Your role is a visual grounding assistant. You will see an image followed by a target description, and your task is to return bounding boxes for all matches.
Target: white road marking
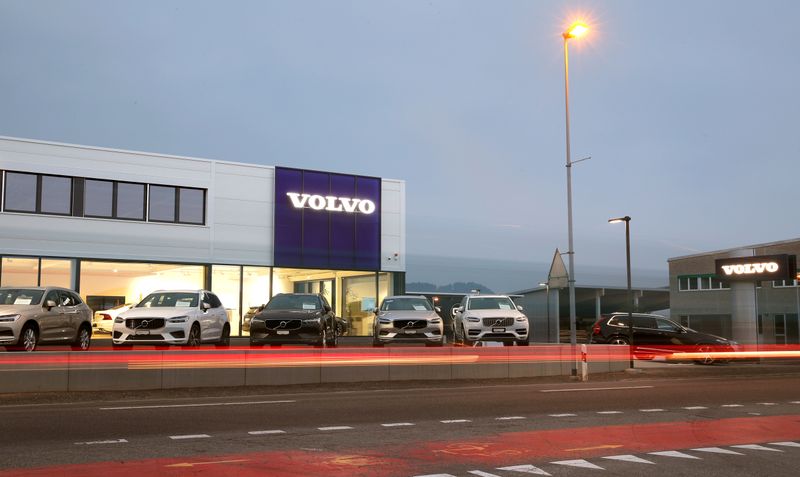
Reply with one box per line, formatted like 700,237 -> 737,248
692,447 -> 744,455
540,385 -> 654,393
496,416 -> 526,421
790,401 -> 800,404
551,459 -> 604,470
101,400 -> 295,411
468,471 -> 502,477
683,406 -> 708,410
639,409 -> 665,412
248,430 -> 286,435
170,434 -> 211,440
771,441 -> 800,448
758,402 -> 778,406
603,454 -> 655,464
75,439 -> 128,445
382,423 -> 415,427
748,412 -> 762,416
497,464 -> 551,475
731,444 -> 783,452
722,404 -> 743,408
440,419 -> 471,424
412,474 -> 457,477
548,413 -> 577,417
317,426 -> 353,431
648,450 -> 701,459
597,411 -> 623,415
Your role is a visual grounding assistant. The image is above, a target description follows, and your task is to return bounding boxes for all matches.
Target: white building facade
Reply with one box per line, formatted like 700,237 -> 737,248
0,136 -> 406,337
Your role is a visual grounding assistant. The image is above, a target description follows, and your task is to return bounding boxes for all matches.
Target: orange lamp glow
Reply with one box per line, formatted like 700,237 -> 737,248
564,21 -> 589,39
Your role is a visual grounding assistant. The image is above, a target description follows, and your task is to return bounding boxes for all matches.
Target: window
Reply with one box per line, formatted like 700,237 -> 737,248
40,175 -> 72,215
632,316 -> 657,329
205,293 -> 223,308
710,277 -> 730,289
773,279 -> 797,288
679,275 -> 728,291
116,182 -> 145,220
679,315 -> 690,328
178,188 -> 205,224
84,179 -> 114,217
149,185 -> 176,222
4,172 -> 38,212
656,318 -> 681,332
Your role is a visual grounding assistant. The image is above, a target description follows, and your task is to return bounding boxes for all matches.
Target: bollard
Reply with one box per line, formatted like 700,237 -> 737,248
580,344 -> 588,382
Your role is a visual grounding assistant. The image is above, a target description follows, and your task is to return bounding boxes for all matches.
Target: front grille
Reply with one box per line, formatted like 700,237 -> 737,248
126,318 -> 165,330
393,320 -> 428,329
0,329 -> 12,337
264,319 -> 302,331
482,317 -> 514,327
127,335 -> 165,341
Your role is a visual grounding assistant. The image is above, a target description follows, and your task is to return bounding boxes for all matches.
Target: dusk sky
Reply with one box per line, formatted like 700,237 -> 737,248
2,0 -> 798,292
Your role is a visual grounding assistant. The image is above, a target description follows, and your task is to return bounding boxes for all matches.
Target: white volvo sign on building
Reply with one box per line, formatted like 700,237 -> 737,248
286,192 -> 376,215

########################################

### WHAT THIS TASK INVOLVES
How many lines in the data above hold the word "white"? Answer with the number alone.

### RESULT OF THIS TASK
3